* Written request:
Recast the stretch of the records from the line containing "Task: Where can the snow-covered shrub" through the end of the records as a JSON list of strings, with one string per line and blank lines omitted.

* Coordinate labeling data:
------------------------------
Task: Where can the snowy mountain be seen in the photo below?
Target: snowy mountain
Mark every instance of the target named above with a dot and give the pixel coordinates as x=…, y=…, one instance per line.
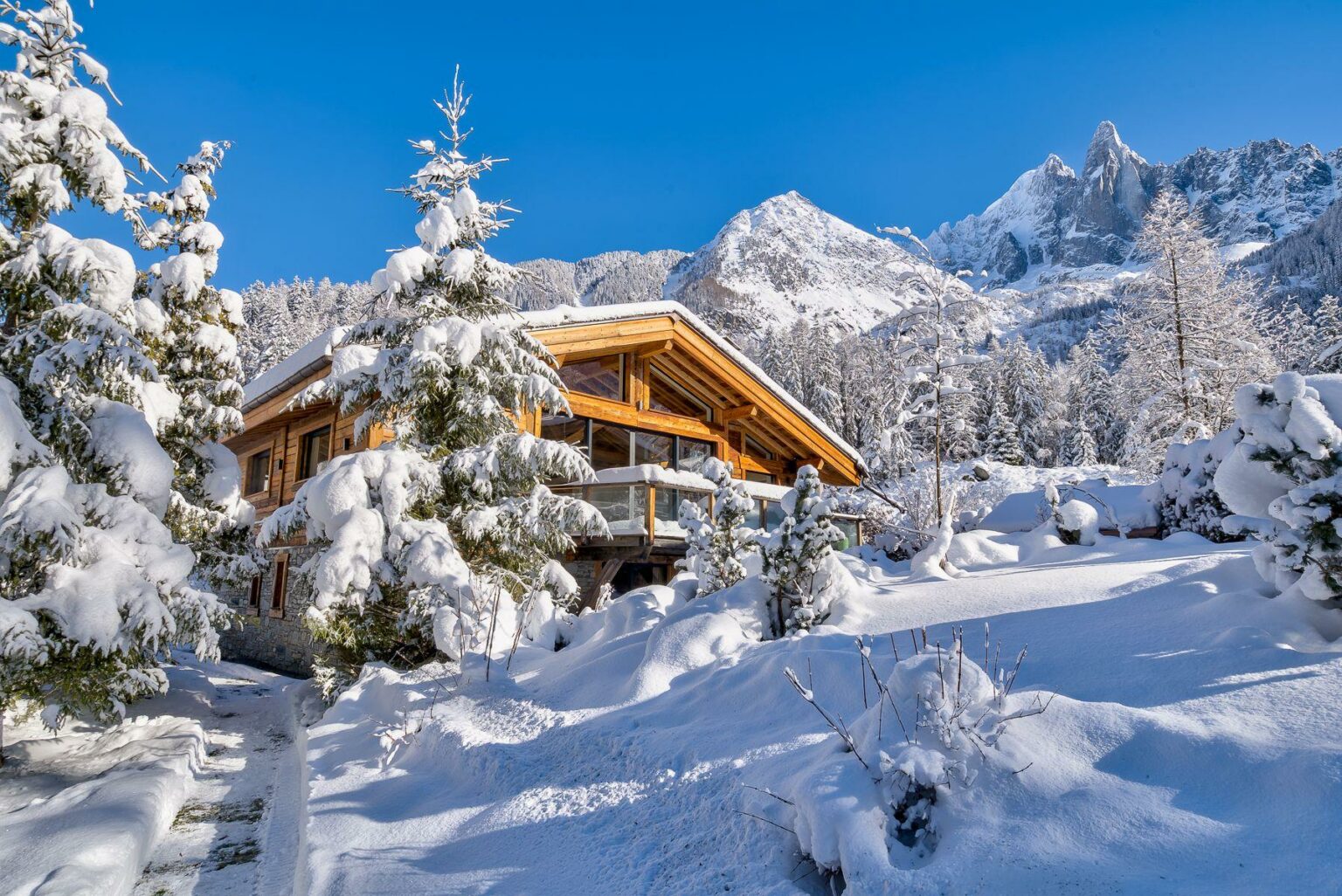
x=786, y=259
x=1054, y=220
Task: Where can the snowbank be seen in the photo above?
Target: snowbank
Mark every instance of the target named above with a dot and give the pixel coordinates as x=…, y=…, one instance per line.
x=80, y=813
x=633, y=760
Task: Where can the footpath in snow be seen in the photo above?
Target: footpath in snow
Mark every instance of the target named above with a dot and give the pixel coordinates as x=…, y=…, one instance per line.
x=200, y=793
x=1194, y=745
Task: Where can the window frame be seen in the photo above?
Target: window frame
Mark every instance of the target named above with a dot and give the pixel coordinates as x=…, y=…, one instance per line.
x=621, y=372
x=254, y=590
x=280, y=588
x=658, y=373
x=301, y=475
x=247, y=467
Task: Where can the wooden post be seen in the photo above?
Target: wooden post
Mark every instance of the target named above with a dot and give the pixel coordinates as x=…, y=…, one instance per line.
x=653, y=513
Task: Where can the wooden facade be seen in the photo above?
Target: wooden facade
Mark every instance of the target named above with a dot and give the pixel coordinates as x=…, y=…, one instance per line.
x=749, y=423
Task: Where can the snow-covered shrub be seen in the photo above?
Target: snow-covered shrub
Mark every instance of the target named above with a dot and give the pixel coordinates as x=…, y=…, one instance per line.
x=94, y=586
x=933, y=730
x=1186, y=493
x=800, y=569
x=1282, y=482
x=427, y=546
x=716, y=546
x=1078, y=522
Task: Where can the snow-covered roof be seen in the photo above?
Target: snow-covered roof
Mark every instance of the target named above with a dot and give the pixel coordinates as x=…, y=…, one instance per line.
x=302, y=364
x=317, y=353
x=576, y=315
------------------------------
* Exercise result:
[
  "Task: Where can the snow-covered shrub be seen in the photo above?",
  "Target: snow-covered shrub",
  "Mark every instance of the target named above with a dot and give the pixel coordinates as x=…, y=…, one instance per line.",
  "x=94, y=586",
  "x=933, y=730",
  "x=1186, y=493",
  "x=800, y=569",
  "x=1282, y=482",
  "x=427, y=546",
  "x=716, y=546",
  "x=1078, y=522",
  "Task: Where can the snow-covered roof be seen in the photo above?",
  "Target: snow-covered roof",
  "Mark every instance of the target named above with a dot and give the pixel coordinates as x=…, y=…, one instance per line.",
  "x=302, y=364",
  "x=317, y=353",
  "x=576, y=315"
]